EXTRACTED TEXT:
%%
Asymmetric's marketing content and campaigns are anchored to two universal business problems. These pillars apply across all industries and all campaign types — from cold nurture sequences to industry-specific ABM. Every blog post, social post, ad, and email should connect back to one or both of these themes.
"Those two things, if you say, if you're a business and you're up against bigger, better capital… you're not going to win unless you do something unique." — Mark Hope
The Problem: Business is inherently unfair. It is structurally biased toward whoever is already the largest. Bigger companies get lower tax rates, stronger brands, more capital, more people, and more resources. Smaller competitors enter the same market and get outmatched before they've had a fair chance.
The Insight: Symmetry exists only at the very top — Coke vs. Pepsi, for example. As you move down the market, competition becomes increasingly asymmetric. A single-employee company competing against an established regional player is not a fair fight. Most businesses are zero-sum: for every winner, there are losers.
The Pitch: Asymmetric provides the strategies, tools, and tactics that allow smaller companies to compete and win against larger rivals. The name itself is the positioning — we help the Davids beat the Goliaths.
%%
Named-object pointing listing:
%%
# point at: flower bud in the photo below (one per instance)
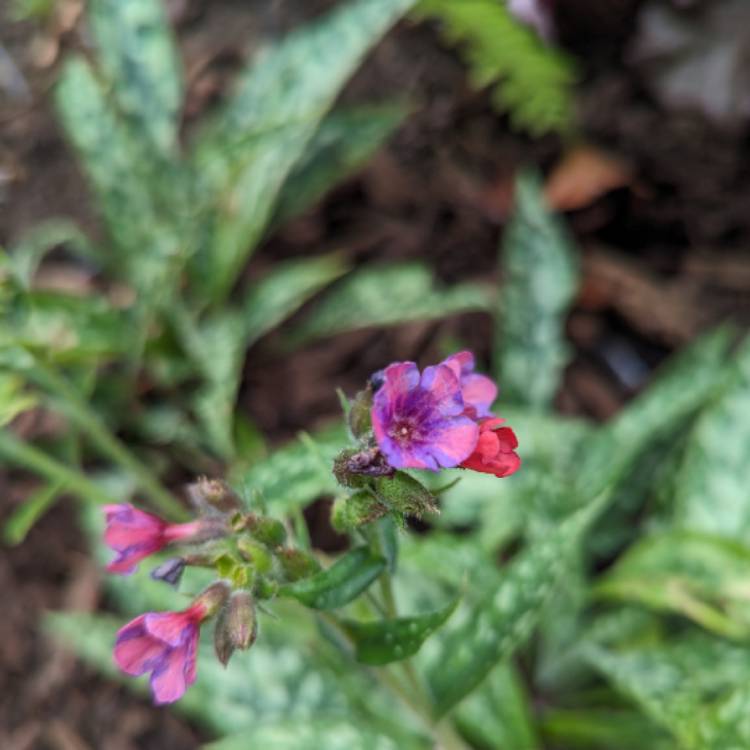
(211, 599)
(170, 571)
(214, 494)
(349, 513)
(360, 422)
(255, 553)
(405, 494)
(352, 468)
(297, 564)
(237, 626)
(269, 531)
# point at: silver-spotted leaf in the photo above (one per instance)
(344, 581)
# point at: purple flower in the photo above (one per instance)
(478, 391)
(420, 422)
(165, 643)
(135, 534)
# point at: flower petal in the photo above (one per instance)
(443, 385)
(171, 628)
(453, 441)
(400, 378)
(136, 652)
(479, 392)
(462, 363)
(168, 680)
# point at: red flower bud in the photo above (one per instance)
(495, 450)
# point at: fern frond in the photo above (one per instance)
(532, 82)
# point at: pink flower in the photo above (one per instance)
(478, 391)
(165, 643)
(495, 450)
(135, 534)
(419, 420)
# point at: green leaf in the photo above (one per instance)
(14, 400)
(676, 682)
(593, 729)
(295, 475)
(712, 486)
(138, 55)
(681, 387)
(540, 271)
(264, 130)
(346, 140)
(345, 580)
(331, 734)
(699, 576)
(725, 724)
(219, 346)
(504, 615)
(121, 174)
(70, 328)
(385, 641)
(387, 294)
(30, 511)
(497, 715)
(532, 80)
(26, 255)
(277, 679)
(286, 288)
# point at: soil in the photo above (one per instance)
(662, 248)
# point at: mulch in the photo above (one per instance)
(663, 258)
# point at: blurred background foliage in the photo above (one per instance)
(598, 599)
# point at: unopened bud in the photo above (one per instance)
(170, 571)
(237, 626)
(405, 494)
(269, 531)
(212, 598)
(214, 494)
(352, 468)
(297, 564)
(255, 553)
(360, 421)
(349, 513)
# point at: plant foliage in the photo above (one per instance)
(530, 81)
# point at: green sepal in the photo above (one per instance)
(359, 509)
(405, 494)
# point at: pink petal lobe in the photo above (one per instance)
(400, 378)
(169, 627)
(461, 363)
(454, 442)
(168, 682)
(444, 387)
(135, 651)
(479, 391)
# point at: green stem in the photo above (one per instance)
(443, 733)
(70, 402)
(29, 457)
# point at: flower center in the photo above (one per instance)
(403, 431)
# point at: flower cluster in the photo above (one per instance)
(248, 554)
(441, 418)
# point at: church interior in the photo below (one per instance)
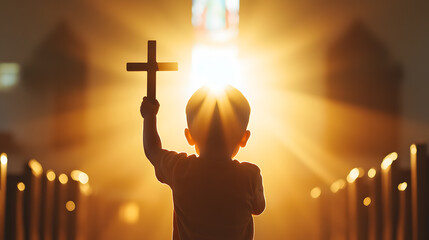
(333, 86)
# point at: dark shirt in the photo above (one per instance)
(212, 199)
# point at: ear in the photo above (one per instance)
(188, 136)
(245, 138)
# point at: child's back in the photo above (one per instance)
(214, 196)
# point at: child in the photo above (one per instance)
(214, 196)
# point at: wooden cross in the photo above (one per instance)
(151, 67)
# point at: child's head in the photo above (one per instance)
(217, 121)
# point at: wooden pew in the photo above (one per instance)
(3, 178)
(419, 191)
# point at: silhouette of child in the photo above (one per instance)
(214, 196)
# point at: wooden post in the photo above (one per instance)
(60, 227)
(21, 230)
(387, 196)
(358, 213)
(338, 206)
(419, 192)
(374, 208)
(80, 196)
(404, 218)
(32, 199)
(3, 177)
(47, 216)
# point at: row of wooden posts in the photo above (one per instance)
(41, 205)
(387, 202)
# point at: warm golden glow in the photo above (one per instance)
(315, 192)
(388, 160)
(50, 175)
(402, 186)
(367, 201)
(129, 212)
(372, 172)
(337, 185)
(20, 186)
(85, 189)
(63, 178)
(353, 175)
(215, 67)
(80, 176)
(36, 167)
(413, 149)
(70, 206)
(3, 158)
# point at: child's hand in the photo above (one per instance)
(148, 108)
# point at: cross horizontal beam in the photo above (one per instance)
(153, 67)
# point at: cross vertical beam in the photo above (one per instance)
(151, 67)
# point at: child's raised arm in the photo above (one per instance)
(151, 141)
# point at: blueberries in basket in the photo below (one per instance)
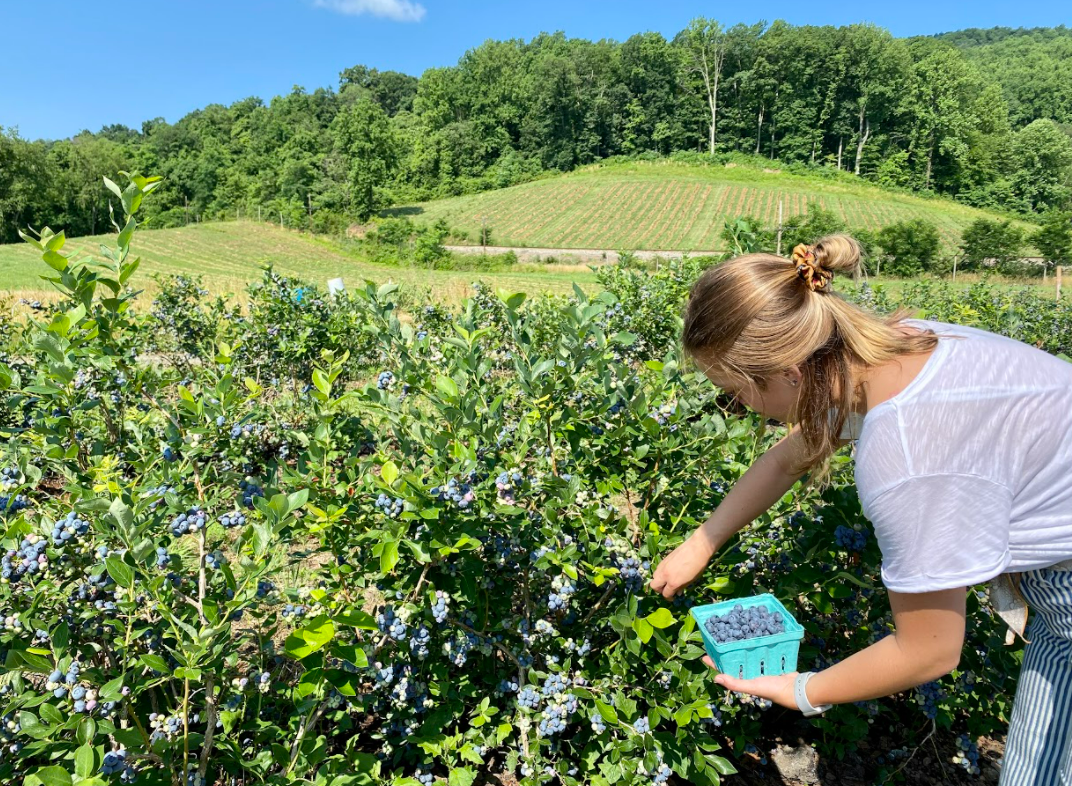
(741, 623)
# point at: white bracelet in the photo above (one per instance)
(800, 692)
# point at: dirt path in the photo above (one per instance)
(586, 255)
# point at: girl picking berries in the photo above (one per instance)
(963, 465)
%%
DIRECTIONS FOR THIS TASK: Could you extract, word for word, the full text on Asymmetric's marketing pillars that appears above the listing?

EXPECTED ANSWER:
Asymmetric's marketing content and campaigns are anchored to two universal business problems. These pillars apply across all industries and all campaign types — from cold nurture sequences to industry-specific ABM. Every blog post, social post, ad, and email should connect back to one or both of these themes.
"Those two things, if you say, if you're a business and you're up against bigger, better capital… you're not going to win unless you do something unique." — Mark Hope
The Problem: Business is inherently unfair. It is structurally biased toward whoever is already the largest. Bigger companies get lower tax rates, stronger brands, more capital, more people, and more resources. Smaller competitors enter the same market and get outmatched before they've had a fair chance.
The Insight: Symmetry exists only at the very top — Coke vs. Pepsi, for example. As you move down the market, competition becomes increasingly asymmetric. A single-employee company competing against an established regional player is not a fair fight. Most businesses are zero-sum: for every winner, there are losers.
The Pitch: Asymmetric provides the strategies, tools, and tactics that allow smaller companies to compete and win against larger rivals. The name itself is the positioning — we help the Davids beat the Goliaths.